#### Source text:
++++++++++++++++++++

Not how we position more effectively. Or, how do we reach a wider segment? How do we make this relevant to people?


In 2013, John Schoolcraft joined as Creative Director. He looked at the packaging and said what any honest person would have said: “It was uninspiring and boring. It looked like everything else.” (Fortune, April 2018.)


What followed was not a brand positioning exercise. Petersson and Schoolcraft did not audit the plant-based market, identify the growing consumer segment, and build Oatly into it. The plant-based trend barely existed at scale. They went in the other direction entirely.


They eliminated the marketing department. They replaced it with something they called “The Oatly Department of Mind Control”: a small in-house creative unit that reported directly to the CEO with full authority over how the brand spoke, looked, and felt. Visual architecture was rebuilt with Swedish agency Forsman and Bodenfors. The copy, the personality, the argument: all internal. Because they were not executing a strategy. They were running a point of view.


The work polarised people immediately. Intentionally. The packaging became a medium. The brand voice was confrontational, self-aware, funny, and anti-dairy in the most direct possible way. The cartons had essays on them. The CEO filmed himself singing about oat milk in a field.


Sales in Sweden doubled between 2013 and 2016. Oatly entered the US via cafes and baristas in 2016; cultural gatekeepers first, mainstream retail second. By the 2021 IPO, the company was valued at $10.1 billion.


Oatly did not wait for oat milk to become mainstream. It made oat milk mainstream by making it feel like belonging to a point of view.


Patagonia: authoring a position decades before the audience existed


Yvon Chouinard did not found Patagonia because he saw a gap in the outdoor apparel market. He founded it because he was a climber who cared, with an almost inconvenient intensity, about the environmental cost of everything he touched. His 2005 book Let My People Go Surfing (Penguin Press) reads less like a business book and more like a philosophical manifesto: the purpose of a company is to address the destruction of the natural world, not to profit from the desire to be in it.


This conviction was not built for the market. It preceded the market by decades.


In 2011, on Black Friday, Patagonia ran a full-page advertisement in The New York Times. Headline: “Don’t Buy This Jacket.” The copy explained, in detail, the environmental cost of producing the jacket being advertised. The brand was publicly asking its customers not to overconsume its products.


By any conventional brand logic, this is commercial self-harm.


It was not. The paradox: it grew the brand. Not because the strategy was clever. Because when the cultural moment for that argument arrived at mainstream scale, Patagonia was already the definitional expression of it. The brand had authored the position years before the audience materialised. When the audience arrived, there was already a brand waiting that had believed what they believed since before they knew they believed it.

++++++++++++++++++++

#### The tasks:
1. Copy the passage of the Oatly and Patagonia text from "Sales in Sweden" to "to be in it." word for word.
2. In the Oatly and Patagonia text, what headline did Patagonia's 2011 Black Friday advertisement in The New York Times carry?

#### Entries provided:

++++++++++++++++++++

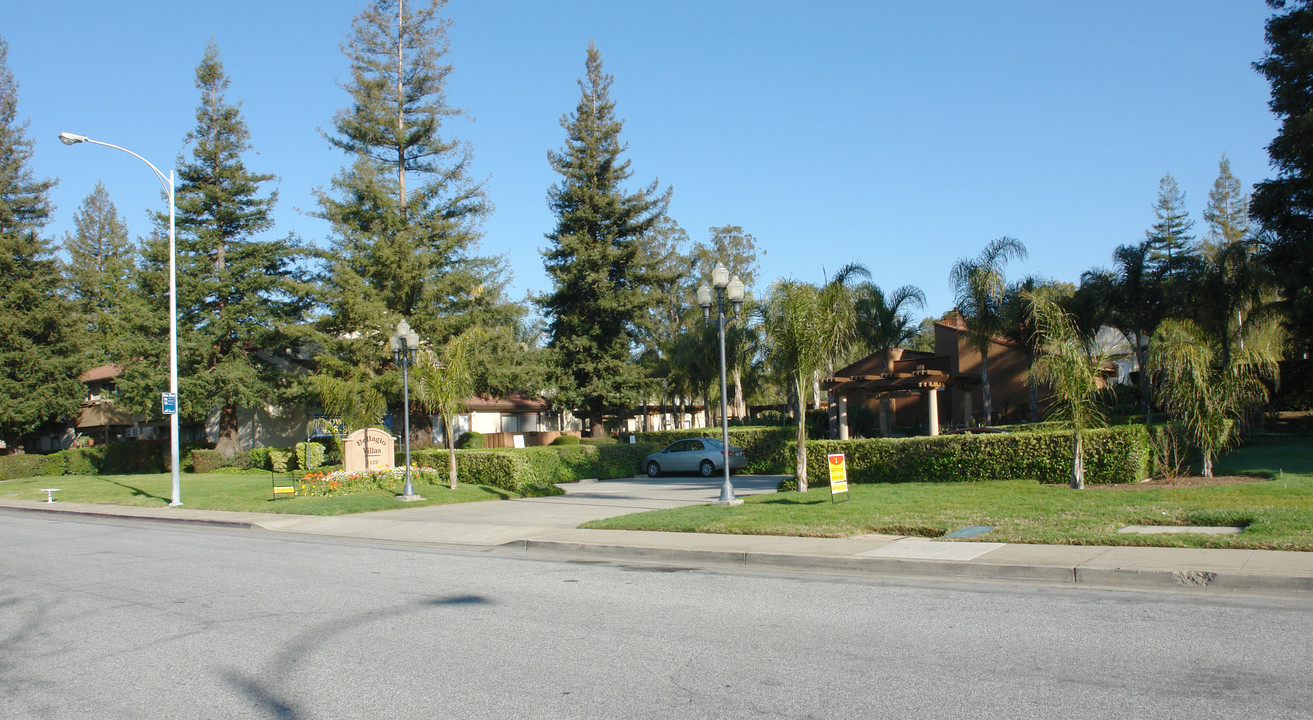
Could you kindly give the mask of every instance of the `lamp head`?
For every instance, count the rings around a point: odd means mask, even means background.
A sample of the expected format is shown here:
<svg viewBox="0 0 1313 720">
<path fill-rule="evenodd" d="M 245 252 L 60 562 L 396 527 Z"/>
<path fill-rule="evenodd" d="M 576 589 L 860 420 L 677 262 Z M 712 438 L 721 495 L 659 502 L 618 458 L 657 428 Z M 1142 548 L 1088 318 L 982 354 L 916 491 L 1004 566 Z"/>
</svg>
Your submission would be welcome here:
<svg viewBox="0 0 1313 720">
<path fill-rule="evenodd" d="M 712 269 L 712 285 L 716 285 L 717 290 L 723 290 L 730 282 L 730 271 L 725 267 L 725 263 L 716 263 L 716 268 Z"/>
<path fill-rule="evenodd" d="M 743 307 L 743 281 L 735 275 L 727 288 L 725 288 L 725 297 L 734 304 L 734 314 L 737 315 L 739 309 Z"/>
</svg>

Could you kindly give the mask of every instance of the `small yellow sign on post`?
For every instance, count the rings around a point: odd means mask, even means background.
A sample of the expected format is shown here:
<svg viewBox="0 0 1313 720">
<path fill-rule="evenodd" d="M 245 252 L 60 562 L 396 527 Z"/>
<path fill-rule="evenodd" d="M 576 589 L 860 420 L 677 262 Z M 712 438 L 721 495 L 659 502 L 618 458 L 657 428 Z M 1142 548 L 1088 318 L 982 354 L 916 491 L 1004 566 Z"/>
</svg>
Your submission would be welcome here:
<svg viewBox="0 0 1313 720">
<path fill-rule="evenodd" d="M 826 456 L 830 459 L 830 502 L 835 502 L 839 493 L 843 493 L 843 499 L 848 499 L 848 465 L 843 459 L 843 453 L 835 453 Z"/>
</svg>

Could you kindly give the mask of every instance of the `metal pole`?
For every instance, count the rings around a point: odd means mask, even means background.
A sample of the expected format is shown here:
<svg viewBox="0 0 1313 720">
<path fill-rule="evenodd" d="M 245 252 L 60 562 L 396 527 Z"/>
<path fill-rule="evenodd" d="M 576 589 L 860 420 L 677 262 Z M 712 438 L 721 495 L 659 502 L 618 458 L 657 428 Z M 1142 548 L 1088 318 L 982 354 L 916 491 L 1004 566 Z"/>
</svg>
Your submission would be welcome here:
<svg viewBox="0 0 1313 720">
<path fill-rule="evenodd" d="M 150 163 L 146 163 L 150 164 Z M 154 169 L 154 166 L 152 166 Z M 159 171 L 155 171 L 159 173 Z M 173 215 L 176 213 L 173 201 L 173 171 L 168 171 L 168 392 L 177 397 L 177 236 L 175 234 Z M 180 465 L 177 451 L 177 410 L 168 416 L 169 453 L 172 457 L 173 497 L 169 507 L 183 505 L 183 482 L 179 476 Z"/>
<path fill-rule="evenodd" d="M 177 204 L 173 196 L 173 171 L 168 171 L 168 177 L 160 172 L 160 168 L 155 167 L 155 163 L 142 158 L 131 150 L 102 141 L 93 141 L 87 135 L 77 135 L 75 133 L 59 133 L 59 142 L 64 145 L 77 145 L 81 142 L 89 142 L 92 145 L 102 145 L 105 147 L 113 147 L 114 150 L 121 150 L 127 152 L 133 158 L 146 163 L 146 167 L 151 168 L 155 177 L 164 185 L 164 191 L 168 192 L 168 392 L 173 394 L 176 407 L 169 415 L 169 459 L 171 459 L 171 473 L 173 476 L 173 494 L 169 499 L 169 507 L 177 507 L 183 505 L 183 490 L 181 490 L 181 462 L 179 461 L 177 449 L 177 410 L 181 402 L 177 401 L 177 235 L 175 215 L 177 214 Z"/>
<path fill-rule="evenodd" d="M 727 388 L 725 382 L 725 290 L 717 288 L 716 321 L 720 326 L 721 340 L 721 452 L 725 453 L 725 481 L 721 484 L 721 499 L 716 502 L 733 503 L 734 485 L 730 484 L 730 416 L 726 407 L 725 395 Z"/>
<path fill-rule="evenodd" d="M 403 340 L 404 342 L 404 340 Z M 410 351 L 404 347 L 402 348 L 402 427 L 406 432 L 406 489 L 402 490 L 403 497 L 411 497 L 415 494 L 414 487 L 410 484 Z"/>
</svg>

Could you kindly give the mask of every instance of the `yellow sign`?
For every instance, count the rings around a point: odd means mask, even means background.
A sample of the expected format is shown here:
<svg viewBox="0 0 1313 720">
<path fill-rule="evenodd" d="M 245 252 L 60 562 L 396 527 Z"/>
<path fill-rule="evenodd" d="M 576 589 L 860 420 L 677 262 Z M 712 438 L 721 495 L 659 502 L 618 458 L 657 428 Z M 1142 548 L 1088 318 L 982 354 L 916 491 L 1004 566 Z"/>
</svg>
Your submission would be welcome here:
<svg viewBox="0 0 1313 720">
<path fill-rule="evenodd" d="M 830 459 L 830 494 L 848 491 L 848 465 L 843 460 L 843 453 L 826 456 Z"/>
</svg>

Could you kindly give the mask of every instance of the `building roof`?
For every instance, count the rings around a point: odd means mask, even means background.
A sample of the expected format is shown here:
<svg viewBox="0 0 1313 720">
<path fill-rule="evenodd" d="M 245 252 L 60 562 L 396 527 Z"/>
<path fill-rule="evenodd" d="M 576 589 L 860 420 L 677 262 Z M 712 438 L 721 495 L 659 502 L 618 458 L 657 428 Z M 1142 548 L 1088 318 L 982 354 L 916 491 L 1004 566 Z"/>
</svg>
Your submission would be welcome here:
<svg viewBox="0 0 1313 720">
<path fill-rule="evenodd" d="M 550 405 L 542 398 L 512 393 L 504 398 L 474 395 L 466 407 L 474 413 L 544 413 Z"/>
<path fill-rule="evenodd" d="M 77 376 L 83 382 L 96 382 L 97 380 L 110 380 L 123 374 L 123 367 L 110 363 L 98 368 L 92 368 Z"/>
</svg>

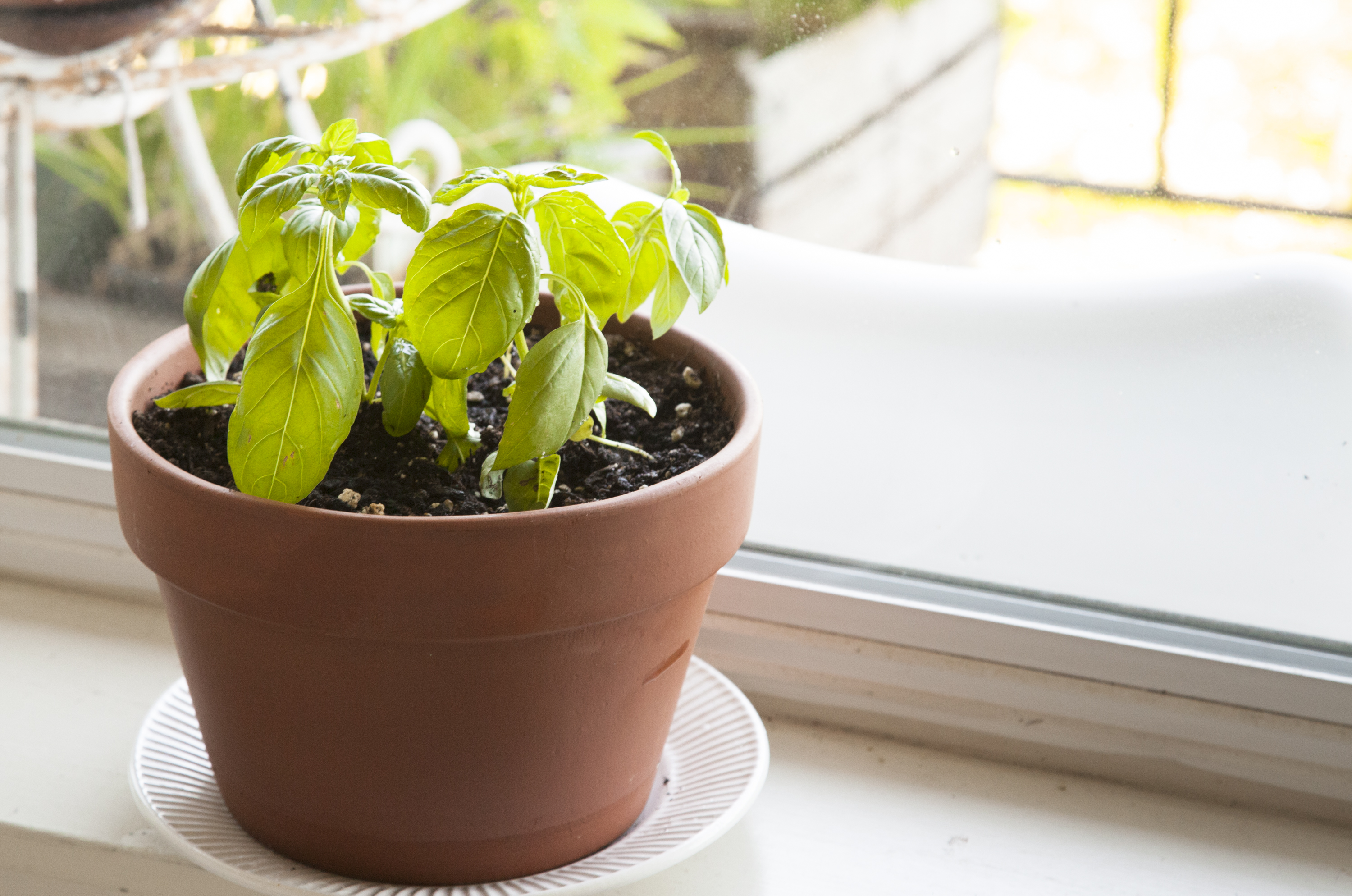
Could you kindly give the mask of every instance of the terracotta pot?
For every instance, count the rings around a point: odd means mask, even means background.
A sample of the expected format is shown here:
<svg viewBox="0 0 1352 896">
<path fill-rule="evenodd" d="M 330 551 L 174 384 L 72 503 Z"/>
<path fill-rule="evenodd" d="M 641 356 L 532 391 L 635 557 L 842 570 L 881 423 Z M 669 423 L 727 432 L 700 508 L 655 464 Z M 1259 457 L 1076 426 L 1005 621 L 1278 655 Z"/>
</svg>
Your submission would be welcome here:
<svg viewBox="0 0 1352 896">
<path fill-rule="evenodd" d="M 706 370 L 733 441 L 641 492 L 487 516 L 343 514 L 199 480 L 131 426 L 199 369 L 187 327 L 122 369 L 122 530 L 160 577 L 245 830 L 326 870 L 453 884 L 557 868 L 634 822 L 714 574 L 746 534 L 761 420 L 730 357 L 679 331 L 654 347 Z"/>
</svg>

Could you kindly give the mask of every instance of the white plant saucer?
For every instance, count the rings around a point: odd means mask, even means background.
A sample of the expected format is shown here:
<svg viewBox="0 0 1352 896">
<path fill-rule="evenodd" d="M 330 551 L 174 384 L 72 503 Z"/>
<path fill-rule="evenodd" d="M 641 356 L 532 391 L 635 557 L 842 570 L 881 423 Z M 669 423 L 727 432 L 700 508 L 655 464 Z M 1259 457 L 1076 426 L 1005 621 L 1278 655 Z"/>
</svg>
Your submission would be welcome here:
<svg viewBox="0 0 1352 896">
<path fill-rule="evenodd" d="M 260 893 L 330 896 L 522 896 L 599 893 L 656 874 L 730 828 L 769 768 L 765 726 L 737 687 L 692 657 L 642 815 L 606 849 L 572 865 L 495 884 L 375 884 L 273 853 L 235 822 L 201 745 L 188 682 L 150 708 L 131 757 L 131 792 L 146 820 L 201 868 Z"/>
</svg>

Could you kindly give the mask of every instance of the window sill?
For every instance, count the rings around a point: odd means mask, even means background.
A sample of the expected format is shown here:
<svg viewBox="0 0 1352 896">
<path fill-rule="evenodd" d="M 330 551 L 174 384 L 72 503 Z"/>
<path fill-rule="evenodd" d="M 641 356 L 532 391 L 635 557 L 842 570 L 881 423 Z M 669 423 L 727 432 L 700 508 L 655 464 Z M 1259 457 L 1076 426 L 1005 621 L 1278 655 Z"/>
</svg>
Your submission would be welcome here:
<svg viewBox="0 0 1352 896">
<path fill-rule="evenodd" d="M 758 623 L 765 624 L 765 623 Z M 746 634 L 714 615 L 706 634 Z M 710 654 L 702 649 L 704 655 Z M 173 855 L 126 769 L 178 674 L 157 607 L 0 584 L 0 892 L 242 893 Z M 756 678 L 744 673 L 744 678 Z M 1348 832 L 1019 768 L 781 716 L 750 815 L 694 858 L 618 893 L 1284 893 L 1352 885 Z M 1261 851 L 1253 845 L 1261 843 Z"/>
</svg>

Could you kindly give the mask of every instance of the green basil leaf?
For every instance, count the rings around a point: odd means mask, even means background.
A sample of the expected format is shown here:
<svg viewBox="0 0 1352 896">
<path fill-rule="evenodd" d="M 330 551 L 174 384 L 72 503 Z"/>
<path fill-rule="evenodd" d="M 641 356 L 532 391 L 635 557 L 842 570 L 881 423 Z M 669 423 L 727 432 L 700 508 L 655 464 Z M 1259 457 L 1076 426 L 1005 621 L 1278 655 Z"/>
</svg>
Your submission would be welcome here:
<svg viewBox="0 0 1352 896">
<path fill-rule="evenodd" d="M 727 282 L 727 249 L 723 247 L 723 228 L 718 223 L 718 218 L 714 212 L 708 211 L 703 205 L 695 205 L 685 203 L 685 211 L 690 214 L 690 223 L 695 227 L 695 239 L 700 245 L 700 251 L 710 259 L 711 266 L 722 270 L 722 282 Z M 722 284 L 715 282 L 714 295 L 718 295 L 718 289 Z M 699 301 L 699 312 L 704 314 L 708 308 L 708 303 L 703 297 Z"/>
<path fill-rule="evenodd" d="M 327 155 L 341 155 L 352 149 L 357 141 L 357 119 L 345 118 L 324 128 L 324 135 L 319 139 L 319 149 Z"/>
<path fill-rule="evenodd" d="M 352 169 L 352 195 L 358 203 L 388 208 L 414 230 L 427 230 L 431 205 L 427 188 L 393 165 L 368 162 Z"/>
<path fill-rule="evenodd" d="M 250 295 L 253 296 L 253 300 L 258 303 L 258 314 L 262 314 L 268 308 L 272 308 L 272 303 L 274 303 L 279 299 L 281 299 L 281 293 L 280 292 L 254 292 L 254 293 L 250 293 Z M 241 345 L 243 345 L 243 343 L 241 343 Z M 235 349 L 237 354 L 238 354 L 238 351 L 239 351 L 239 349 Z M 234 355 L 231 355 L 231 358 L 234 358 Z"/>
<path fill-rule="evenodd" d="M 220 404 L 234 404 L 238 396 L 239 384 L 234 380 L 199 382 L 197 385 L 189 385 L 185 389 L 178 389 L 155 399 L 155 407 L 208 408 Z"/>
<path fill-rule="evenodd" d="M 338 220 L 346 218 L 347 203 L 352 201 L 352 174 L 346 170 L 337 170 L 322 176 L 319 180 L 319 201 L 323 204 L 324 211 Z"/>
<path fill-rule="evenodd" d="M 702 223 L 696 226 L 696 220 Z M 717 227 L 717 223 L 714 226 Z M 690 292 L 699 297 L 699 307 L 703 311 L 723 285 L 723 269 L 727 262 L 723 258 L 722 234 L 715 239 L 703 216 L 696 214 L 692 218 L 685 207 L 673 199 L 662 203 L 662 230 L 667 232 L 667 250 L 671 253 L 672 264 L 676 265 Z M 684 305 L 684 300 L 681 304 Z"/>
<path fill-rule="evenodd" d="M 639 131 L 634 134 L 635 141 L 648 141 L 657 151 L 662 154 L 667 159 L 667 165 L 672 169 L 672 191 L 680 189 L 680 165 L 676 164 L 676 157 L 672 155 L 672 147 L 667 145 L 667 138 L 664 138 L 657 131 Z"/>
<path fill-rule="evenodd" d="M 304 146 L 310 146 L 310 143 L 299 136 L 274 136 L 256 143 L 239 159 L 239 168 L 235 169 L 235 196 L 243 196 L 256 180 L 280 169 L 296 154 L 296 150 Z"/>
<path fill-rule="evenodd" d="M 319 257 L 333 253 L 324 228 Z M 315 265 L 258 322 L 230 416 L 230 469 L 239 491 L 295 504 L 323 480 L 352 430 L 365 376 L 357 324 L 333 265 Z"/>
<path fill-rule="evenodd" d="M 466 196 L 470 191 L 484 184 L 502 184 L 508 186 L 512 182 L 512 173 L 500 168 L 473 168 L 460 177 L 452 178 L 441 185 L 441 189 L 431 197 L 439 205 L 450 205 Z"/>
<path fill-rule="evenodd" d="M 667 239 L 660 227 L 652 227 L 638 249 L 630 254 L 631 272 L 629 274 L 629 289 L 625 293 L 625 303 L 619 308 L 619 319 L 629 320 L 638 308 L 653 295 L 662 272 L 669 266 L 667 258 Z"/>
<path fill-rule="evenodd" d="M 652 203 L 630 203 L 611 216 L 615 231 L 629 246 L 630 274 L 625 301 L 619 307 L 621 320 L 629 318 L 653 295 L 657 278 L 667 268 L 667 237 L 658 218 L 648 220 L 657 211 Z M 644 222 L 648 220 L 646 230 Z"/>
<path fill-rule="evenodd" d="M 384 270 L 370 272 L 370 288 L 380 299 L 385 301 L 395 300 L 395 278 Z"/>
<path fill-rule="evenodd" d="M 568 441 L 569 442 L 585 442 L 587 437 L 592 434 L 592 430 L 595 428 L 595 426 L 596 424 L 592 422 L 591 415 L 588 414 L 587 419 L 581 422 L 581 424 L 577 427 L 577 430 L 575 430 L 573 434 L 568 437 Z"/>
<path fill-rule="evenodd" d="M 500 357 L 539 295 L 539 257 L 526 222 L 466 205 L 418 243 L 404 320 L 433 374 L 458 380 Z"/>
<path fill-rule="evenodd" d="M 372 205 L 356 205 L 357 228 L 342 246 L 342 257 L 347 261 L 357 261 L 376 245 L 380 237 L 380 209 Z"/>
<path fill-rule="evenodd" d="M 653 289 L 653 339 L 672 328 L 680 312 L 685 309 L 690 299 L 690 289 L 681 280 L 676 265 L 669 264 L 657 276 L 657 287 Z"/>
<path fill-rule="evenodd" d="M 347 296 L 347 304 L 360 311 L 361 316 L 366 320 L 379 323 L 383 327 L 393 330 L 399 323 L 399 309 L 395 308 L 395 303 L 385 299 L 357 293 L 356 296 Z M 375 334 L 372 334 L 373 341 L 375 338 Z"/>
<path fill-rule="evenodd" d="M 644 219 L 654 211 L 657 211 L 657 207 L 652 203 L 629 203 L 611 215 L 610 222 L 615 226 L 615 232 L 625 241 L 625 245 L 633 249 Z"/>
<path fill-rule="evenodd" d="M 448 438 L 464 437 L 473 428 L 469 423 L 468 391 L 469 380 L 433 378 L 425 414 L 441 423 Z"/>
<path fill-rule="evenodd" d="M 349 205 L 346 219 L 334 218 L 314 197 L 307 197 L 296 205 L 296 212 L 281 228 L 281 250 L 287 265 L 299 280 L 310 277 L 318 258 L 319 243 L 323 239 L 326 222 L 335 222 L 334 245 L 342 246 L 357 228 L 360 212 Z"/>
<path fill-rule="evenodd" d="M 395 337 L 388 351 L 385 366 L 380 369 L 380 422 L 385 432 L 399 438 L 418 426 L 431 395 L 431 374 L 407 339 Z"/>
<path fill-rule="evenodd" d="M 516 184 L 521 186 L 539 186 L 542 189 L 557 189 L 560 186 L 581 186 L 595 181 L 606 180 L 604 174 L 594 172 L 579 172 L 568 165 L 554 165 L 534 174 L 516 174 Z"/>
<path fill-rule="evenodd" d="M 279 224 L 281 222 L 277 222 Z M 273 232 L 279 232 L 276 228 Z M 273 243 L 276 235 L 260 241 Z M 260 255 L 268 255 L 261 251 Z M 250 292 L 257 277 L 250 265 L 250 251 L 238 237 L 231 237 L 207 255 L 183 296 L 183 316 L 188 337 L 201 361 L 208 380 L 224 380 L 230 362 L 253 334 L 258 319 L 258 293 Z"/>
<path fill-rule="evenodd" d="M 498 451 L 493 451 L 484 458 L 483 466 L 479 468 L 479 493 L 484 497 L 502 499 L 503 496 L 503 470 L 493 468 L 496 462 Z"/>
<path fill-rule="evenodd" d="M 535 222 L 550 270 L 577 284 L 602 320 L 618 312 L 629 291 L 629 250 L 600 205 L 560 191 L 535 203 Z"/>
<path fill-rule="evenodd" d="M 558 450 L 596 404 L 608 359 L 606 337 L 589 314 L 537 342 L 516 372 L 495 466 Z"/>
<path fill-rule="evenodd" d="M 256 243 L 268 227 L 319 185 L 319 169 L 293 165 L 260 177 L 239 200 L 239 237 L 246 246 Z"/>
<path fill-rule="evenodd" d="M 653 396 L 648 395 L 648 389 L 618 373 L 606 374 L 606 385 L 600 388 L 600 393 L 607 399 L 626 401 L 635 408 L 642 408 L 648 411 L 648 416 L 657 416 L 657 403 L 653 401 Z M 599 407 L 602 408 L 602 414 L 604 414 L 606 405 Z M 602 426 L 606 426 L 604 420 L 602 420 Z"/>
<path fill-rule="evenodd" d="M 549 454 L 538 461 L 525 461 L 503 474 L 503 497 L 507 509 L 542 511 L 554 496 L 558 481 L 558 455 Z"/>
<path fill-rule="evenodd" d="M 446 447 L 443 447 L 441 454 L 437 455 L 437 464 L 445 466 L 448 473 L 454 473 L 460 469 L 461 464 L 475 455 L 475 451 L 479 450 L 481 442 L 483 439 L 479 435 L 479 430 L 475 428 L 473 423 L 470 423 L 469 432 L 465 435 L 446 437 Z M 493 476 L 492 470 L 489 470 L 489 476 Z M 496 476 L 499 477 L 499 482 L 502 482 L 502 473 L 499 472 Z"/>
<path fill-rule="evenodd" d="M 380 136 L 379 134 L 361 132 L 352 145 L 352 161 L 353 165 L 365 165 L 368 162 L 380 162 L 381 165 L 393 165 L 395 157 L 389 151 L 389 141 Z"/>
</svg>

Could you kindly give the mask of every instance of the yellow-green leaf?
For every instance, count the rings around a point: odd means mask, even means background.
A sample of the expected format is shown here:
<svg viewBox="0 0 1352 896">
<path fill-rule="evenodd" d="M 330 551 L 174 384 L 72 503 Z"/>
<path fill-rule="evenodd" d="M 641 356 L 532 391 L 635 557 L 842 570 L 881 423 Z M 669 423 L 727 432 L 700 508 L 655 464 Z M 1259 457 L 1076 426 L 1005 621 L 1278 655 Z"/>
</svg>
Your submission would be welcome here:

++++++++++++++++++++

#### Answers by task:
1.
Sales in Sweden doubled between 2013 and 2016. Oatly entered the US via cafes and baristas in 2016; cultural gatekeepers first, mainstream retail second. By the 2021 IPO, the company was valued at $10.1 billion.


Oatly did not wait for oat milk to become mainstream. It made oat milk mainstream by making it feel like belonging to a point of view.


Patagonia: authoring a position decades before the audience existed


Yvon Chouinard did not found Patagonia because he saw a gap in the outdoor apparel market. He founded it because he was a climber who cared, with an almost inconvenient intensity, about the environmental cost of everything he touched. His 2005 book Let My People Go Surfing (Penguin Press) reads less like a business book and more like a philosophical manifesto: the purpose of a company is to address the destruction of the natural world, not to profit from the desire to be in it.

2. “Don’t Buy This Jacket.”